## Exercise objective:
Reproduce every line of the data below without any changes, and leave out the pictures.

## Records provided:
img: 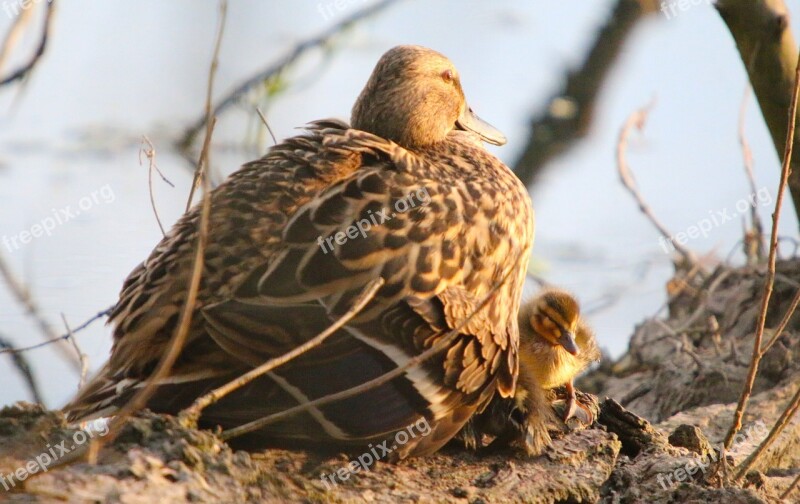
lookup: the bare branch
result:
[0,250,80,372]
[617,104,697,265]
[715,0,800,226]
[781,474,800,499]
[61,313,89,390]
[95,0,228,452]
[734,387,800,480]
[0,336,44,404]
[0,0,55,87]
[139,135,170,236]
[178,0,406,151]
[739,86,764,264]
[724,48,800,449]
[0,306,114,354]
[513,0,659,186]
[256,107,278,145]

## Output below:
img: 
lookup: the bare branch
result:
[0,250,80,372]
[617,104,697,265]
[715,0,800,226]
[781,474,800,499]
[61,313,89,390]
[95,0,228,452]
[734,387,800,480]
[0,336,44,404]
[0,0,55,87]
[139,135,170,236]
[178,0,406,151]
[739,86,764,264]
[724,48,800,449]
[0,306,114,354]
[513,0,659,186]
[256,107,278,145]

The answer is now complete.